> **Exercise details**
In the listing below, find the line with "Where can the team" and the line with "Where can the stadium". Repeat those two lines and all lines between them exactly.

> **Material provided**

== Segment start ==

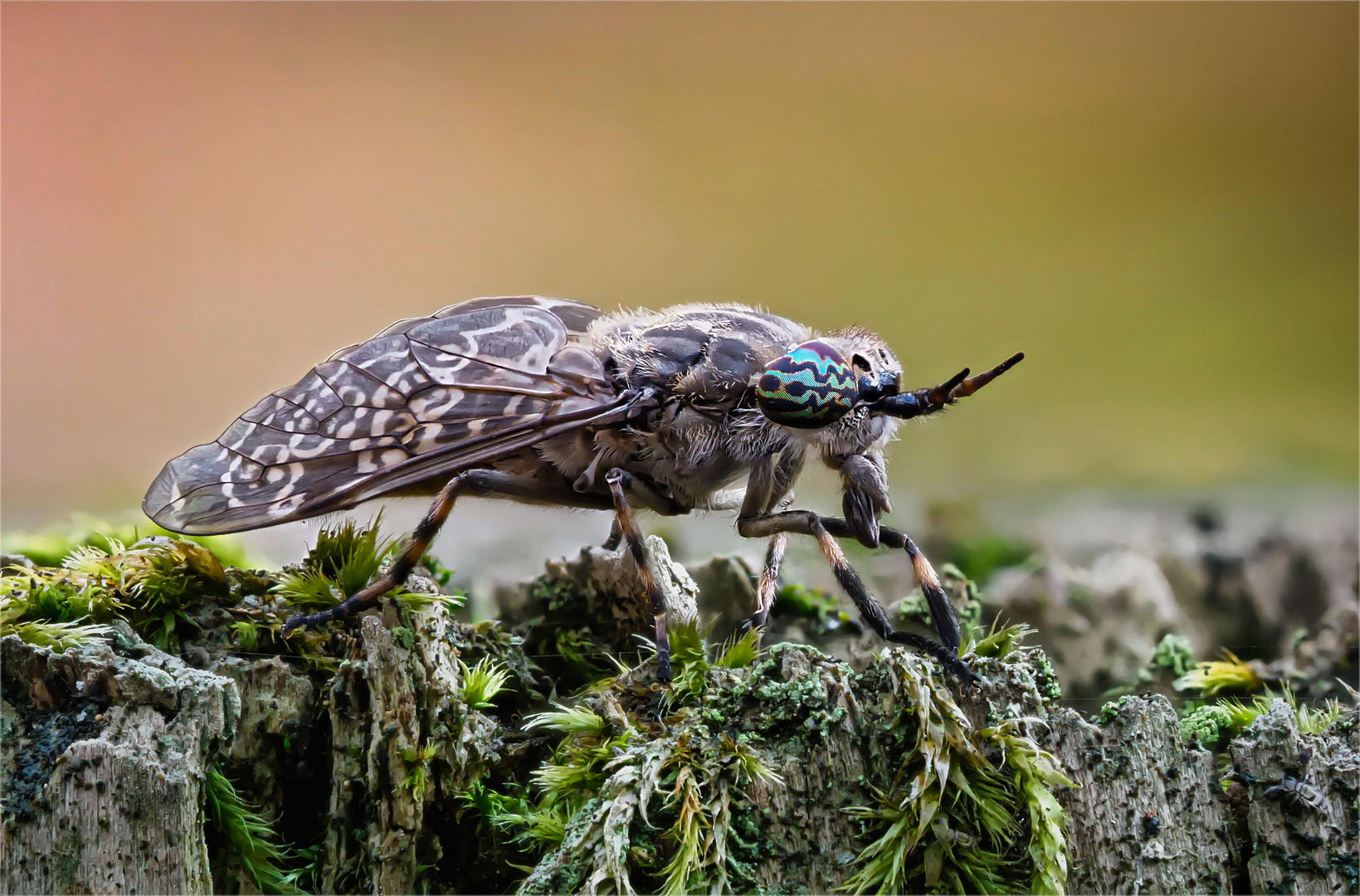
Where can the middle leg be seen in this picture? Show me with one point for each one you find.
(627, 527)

== Segment end ==
== Segment start ==

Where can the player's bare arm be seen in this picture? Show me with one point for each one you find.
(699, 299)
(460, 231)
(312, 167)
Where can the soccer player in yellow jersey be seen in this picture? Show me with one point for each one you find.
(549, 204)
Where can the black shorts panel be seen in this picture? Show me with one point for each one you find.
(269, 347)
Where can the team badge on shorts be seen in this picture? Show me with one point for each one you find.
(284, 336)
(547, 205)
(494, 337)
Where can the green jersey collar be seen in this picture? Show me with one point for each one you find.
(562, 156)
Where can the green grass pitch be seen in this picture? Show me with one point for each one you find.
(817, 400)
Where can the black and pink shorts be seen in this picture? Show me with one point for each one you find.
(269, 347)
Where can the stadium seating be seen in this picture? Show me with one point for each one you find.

== Segment end ==

> **Result**
Where can the team badge on shorts be seen in this picture? Show me with one point for each one you find.
(284, 336)
(547, 205)
(494, 337)
Where can the green jersey collar be seen in this picture? Show me with one point for each one you find.
(562, 156)
Where can the green grass pitch be seen in this picture? Show me with one point for each one you find.
(817, 400)
Where can the black and pink shorts be seen in this picture? Show me with one point for each one you find.
(269, 347)
Where can the stadium seating be seen in this picture? Show me with one point for each one you find.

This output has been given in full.